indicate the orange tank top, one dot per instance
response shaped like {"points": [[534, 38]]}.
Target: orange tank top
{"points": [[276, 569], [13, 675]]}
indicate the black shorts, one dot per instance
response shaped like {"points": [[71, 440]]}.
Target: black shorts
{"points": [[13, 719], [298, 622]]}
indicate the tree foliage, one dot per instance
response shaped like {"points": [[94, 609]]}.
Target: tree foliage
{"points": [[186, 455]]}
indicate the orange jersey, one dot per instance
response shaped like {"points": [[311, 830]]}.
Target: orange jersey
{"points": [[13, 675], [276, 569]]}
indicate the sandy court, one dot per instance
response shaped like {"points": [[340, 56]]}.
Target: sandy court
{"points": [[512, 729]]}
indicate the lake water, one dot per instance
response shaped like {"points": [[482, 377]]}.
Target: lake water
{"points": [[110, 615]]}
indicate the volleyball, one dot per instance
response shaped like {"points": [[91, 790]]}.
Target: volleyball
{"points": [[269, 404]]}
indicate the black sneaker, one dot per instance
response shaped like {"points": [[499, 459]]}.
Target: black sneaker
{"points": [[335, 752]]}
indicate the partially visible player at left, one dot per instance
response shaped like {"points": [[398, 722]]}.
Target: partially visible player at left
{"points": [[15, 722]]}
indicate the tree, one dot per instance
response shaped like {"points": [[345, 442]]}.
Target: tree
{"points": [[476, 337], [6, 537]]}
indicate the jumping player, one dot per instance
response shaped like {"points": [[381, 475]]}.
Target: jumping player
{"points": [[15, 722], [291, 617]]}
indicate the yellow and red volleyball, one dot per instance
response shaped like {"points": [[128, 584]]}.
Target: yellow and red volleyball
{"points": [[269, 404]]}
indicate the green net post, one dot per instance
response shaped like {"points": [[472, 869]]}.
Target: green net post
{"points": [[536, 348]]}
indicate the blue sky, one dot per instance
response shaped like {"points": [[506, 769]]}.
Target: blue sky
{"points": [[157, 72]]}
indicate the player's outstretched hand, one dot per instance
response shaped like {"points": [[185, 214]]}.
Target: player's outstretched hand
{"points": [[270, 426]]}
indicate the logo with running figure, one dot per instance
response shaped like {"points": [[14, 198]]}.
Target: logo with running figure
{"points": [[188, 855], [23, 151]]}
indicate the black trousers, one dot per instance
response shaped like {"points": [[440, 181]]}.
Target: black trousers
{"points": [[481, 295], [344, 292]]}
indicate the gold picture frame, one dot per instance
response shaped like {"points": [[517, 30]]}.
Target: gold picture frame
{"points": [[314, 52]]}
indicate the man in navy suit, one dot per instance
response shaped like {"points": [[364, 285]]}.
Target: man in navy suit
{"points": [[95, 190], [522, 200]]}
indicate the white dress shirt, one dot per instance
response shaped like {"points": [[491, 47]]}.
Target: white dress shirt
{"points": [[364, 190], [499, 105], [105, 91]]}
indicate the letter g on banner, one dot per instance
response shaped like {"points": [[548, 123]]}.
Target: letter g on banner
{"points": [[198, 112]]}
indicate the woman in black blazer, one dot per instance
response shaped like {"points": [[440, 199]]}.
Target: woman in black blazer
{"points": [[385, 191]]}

·····

REQUIREMENT → Rescale the point coordinates in the answers by 1.75, rounding to whole numbers with halves rounded up, and write out only the lines from the one containing "indicate the black trousers, one" down to the end of the records, requests included. Leave the requests and their response format samples unchanged.

RESULT →
indicate the black trousers, one dot per instance
response shaped like {"points": [[440, 181]]}.
Target: black trousers
{"points": [[842, 516], [602, 511]]}
indicate the gold picture frame, one dot per instance
response shaped like {"points": [[517, 30]]}.
Target: gold picture frame
{"points": [[550, 91]]}
indicate the man in navy suit, one dot per instance
response shaped like {"points": [[364, 285]]}.
Target: man in navy suit
{"points": [[166, 333], [914, 350]]}
indicate the white dress shirt, one dot per instance
response shaped like {"points": [[491, 47]]}.
Target: white dress shirt
{"points": [[637, 333], [873, 184], [184, 159]]}
indicate the letter g on banner, one dot per instance
response shaped like {"points": [[548, 123]]}.
Target: letter g on banner
{"points": [[347, 196]]}
indicate the woman in black blazer, one dot per instance
response shaped like {"points": [[440, 199]]}.
Target: woman in black blazer
{"points": [[674, 334]]}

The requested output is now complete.